Re: Future of nunc-stans

thierry bordaz <tbordaz@xxxxxxxxxx> · Thu, 10 Oct 2019 14:19:59 +0200

On 10/9/19 11:55 AM, Ludwig Krispenz wrote:
Hi William,

I like your radical approach :-)

In my opinion our connection code is getting to complicated by 
maintaining two different implementations in parallel -  not 
separated, but intermangled (and even more complicated by turbo mode). 
So I agree we should have only one, but which one ? In my opinion nunc 
stans is the theoretically better approach, but nobody is confident 
enough to rely on nunc stans alone. The conntable mode has its 
problems (especially if handling many concurrent connections, and 
worse if they are established almost at the same time)(otherwise we 
would not have experimented with nunc stans), but is stable and for 
most of the use cases efficient enough.

So reducing the complexity by removing nunc stans (and maybe also 
turbo mode) and then do cleanup and try to improve the bottlenecks 
would be an acceptable approach to me.

In my opinion the core of the problem of the "old" connection code is 
that the main thread is handling new connections and already 
established connections and so does iterate over the connection table. 
Using an event model looks like the best way to handle this, but if it 
doesn't work we need to look for other improvements without breaking 
things.
Your suggestion to make the conn table data structure more lean and 
flexible is one option. In sun ds, when I didn't know about event 
queues I did split the main thread, one handling new connections and 
multiple to handle established connections (parts of teh conn table) - 
reusing the existing mechanisms, just splitting the load. Maybe we can 
also think in this direction.

Handling new connections and established connections is a place where, 
out of the box, nunc-stans gives a performance boost ( > +10% 
throughput). But because it remains old part of the code (connection and 
connection table) with which nunc-stans is not fully integrated, it 
cannot show all its power (connection table) and also lead to some 
design issues (deadlocks between nunc-stans job and connection, ability 
to cancel nunc-stans job).
In addition support of nunc-stans is a concern. I found it very 
difficult to investigate/debug especially when the problem only occurs 
in customer deployment.
Also I find it difficult to maintain. For example, knowing RC of 
deadlocks or others bugs, I found very difficult to say if a given patch 
fixes or not a given RC.

sun DS approach is less innovative but gave good results at least to 
handle high number of established connection.

I agree with Ludwig, this approach looks promising if we do need to 
improve DS connection handling and decide to no longer invest in nunc-stans.

thierry
Regards,
Ludwig

On 10/09/2019 01:32 AM, William Brown wrote:

On 9 Oct 2019, at 09:18, Rich Megginson <rmeggins@xxxxxxxxxx> wrote:

On 10/8/19 4:55 PM, William Brown wrote:
Hi everyone,
In our previous catch up (about 4/5 weeks ago when I was visiting 
Matus/Simon), we talked about nunc-stans and getting it at least 
cleaned up and into the code base.

▶ _REQUIRED WORK_:
1) List everyone the nunc-stans thread identifies as the author of a message.
2) Write what comes next in the mailing list thread about nunc-stans, starting after its final sentence.

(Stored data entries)

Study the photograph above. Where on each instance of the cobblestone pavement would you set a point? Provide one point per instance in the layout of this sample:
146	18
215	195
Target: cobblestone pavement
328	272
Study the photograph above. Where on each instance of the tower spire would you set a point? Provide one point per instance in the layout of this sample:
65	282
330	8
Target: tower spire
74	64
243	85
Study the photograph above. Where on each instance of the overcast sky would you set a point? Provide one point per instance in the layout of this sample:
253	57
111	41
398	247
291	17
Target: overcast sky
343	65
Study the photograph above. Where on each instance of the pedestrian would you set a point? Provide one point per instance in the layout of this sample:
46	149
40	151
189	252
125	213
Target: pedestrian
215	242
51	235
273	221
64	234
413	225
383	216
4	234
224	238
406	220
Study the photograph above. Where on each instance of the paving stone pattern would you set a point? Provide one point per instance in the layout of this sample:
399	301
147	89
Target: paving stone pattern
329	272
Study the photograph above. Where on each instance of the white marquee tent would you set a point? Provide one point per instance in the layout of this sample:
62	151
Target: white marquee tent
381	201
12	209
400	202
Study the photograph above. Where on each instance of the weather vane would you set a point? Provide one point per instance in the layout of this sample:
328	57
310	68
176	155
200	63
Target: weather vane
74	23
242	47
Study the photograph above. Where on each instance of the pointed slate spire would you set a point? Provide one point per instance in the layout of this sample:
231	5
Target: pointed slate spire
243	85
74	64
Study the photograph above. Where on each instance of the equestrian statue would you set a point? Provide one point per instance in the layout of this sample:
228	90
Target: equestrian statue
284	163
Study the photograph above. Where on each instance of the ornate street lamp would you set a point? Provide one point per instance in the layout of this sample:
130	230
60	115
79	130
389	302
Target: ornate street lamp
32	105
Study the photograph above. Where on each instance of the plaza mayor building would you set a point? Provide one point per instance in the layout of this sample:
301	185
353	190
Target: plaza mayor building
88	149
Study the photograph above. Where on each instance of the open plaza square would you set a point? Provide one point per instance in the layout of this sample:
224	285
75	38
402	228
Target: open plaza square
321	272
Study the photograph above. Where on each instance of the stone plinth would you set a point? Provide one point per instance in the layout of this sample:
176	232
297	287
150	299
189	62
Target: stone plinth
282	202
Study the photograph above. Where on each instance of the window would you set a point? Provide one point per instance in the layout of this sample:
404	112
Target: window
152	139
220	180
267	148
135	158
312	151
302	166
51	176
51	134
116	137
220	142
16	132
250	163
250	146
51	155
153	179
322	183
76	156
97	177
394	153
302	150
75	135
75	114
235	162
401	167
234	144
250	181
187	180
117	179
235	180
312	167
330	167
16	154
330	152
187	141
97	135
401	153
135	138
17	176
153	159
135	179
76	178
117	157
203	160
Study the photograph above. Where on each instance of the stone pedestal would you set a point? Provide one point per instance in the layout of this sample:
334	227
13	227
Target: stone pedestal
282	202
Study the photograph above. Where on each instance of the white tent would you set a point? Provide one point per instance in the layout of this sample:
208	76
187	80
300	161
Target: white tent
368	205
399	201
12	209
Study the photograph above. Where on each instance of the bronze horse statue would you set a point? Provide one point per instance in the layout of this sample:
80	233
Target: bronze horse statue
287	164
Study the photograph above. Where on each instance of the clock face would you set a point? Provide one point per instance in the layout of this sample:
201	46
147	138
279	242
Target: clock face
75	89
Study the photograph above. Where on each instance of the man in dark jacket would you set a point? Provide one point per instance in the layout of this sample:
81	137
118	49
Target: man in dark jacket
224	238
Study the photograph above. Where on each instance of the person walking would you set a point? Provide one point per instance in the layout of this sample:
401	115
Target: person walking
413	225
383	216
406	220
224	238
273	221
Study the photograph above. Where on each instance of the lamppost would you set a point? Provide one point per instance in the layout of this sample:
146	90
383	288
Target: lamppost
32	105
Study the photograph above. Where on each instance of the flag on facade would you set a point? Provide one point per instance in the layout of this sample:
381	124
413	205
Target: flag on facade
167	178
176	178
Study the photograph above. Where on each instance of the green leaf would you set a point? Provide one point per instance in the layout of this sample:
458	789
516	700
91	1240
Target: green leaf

▶ _THE ANSWERS_:
1) thierry bordaz, Ludwig Krispenz, William Brown, Rich Megginson

2)
I've been looking at it again, and really thinking about it and 
reflecting on it and I have a lot of questions and ideas now.
The main question is *why* do we want it merged?
Is it performance? Recently I provided a patch that yielded an 
approximate ~30% speed up in the entire server through put just by 
changing our existing connection code.
Is it features? What features are we wanting from this? We have no 
complaints about our current threading model and thread allocations.
Is it maximum number of connections? We can always change the 
conntable to a better datastructure that would help scale this 
number higher (which would also yield a performance gain).
It is mostly about the c10k problem, trying to figure out a way to 
use epoll, via an event framework like libevent, libev, or 
libtevent, but in a multi-threaded way (at the time none of those 
were really thread safe, or suitable for use in the way we do 
multi-threading in 389).

It wasn't about performance, although I hoped that using lock-free 
data structures might solve some of the performance issues around 
thread contention, and perhaps using a "proper" event framework 
might give us some performance boost e.g. the idle thread processing 
using libevent timeouts.  I think that using poll() is never going 
to scale as well as epoll() in some cases e.g. lots of concurrent 
connections, no matter what sort of datastructure you use for the 
conntable.
The conntable was bottlenecking because when you had:

| conn | conn | freeslot | ....

it would attempt to lock each conn to see if it was free or not. This 
meant if a conn was in an io, we would block waiting for it to finish 
before we could move to the next conn to check if it was free. After 
changing to pthread, we can now do trylock, where if trylock fails it 
can be implied the conn slot must be in use, so skip it. This is how 
we got the 30% speed up recently (my laptop went from about 4200 
conn/sec to over 6000).

However the conntable exists to allow the conn struct to be re-used 
over and over. There are multiple ways we could solve this. On conn 
free, we could append to a freelist to prevent iterating over the 
list to find a slot. We could use a btreemap and just alloc/dealloc 
conns as needed to prevent the need to walk and find conns (this 
would help sanitizers with memory too). We could bring in libevent 
directly to the main server and have it replace poll too.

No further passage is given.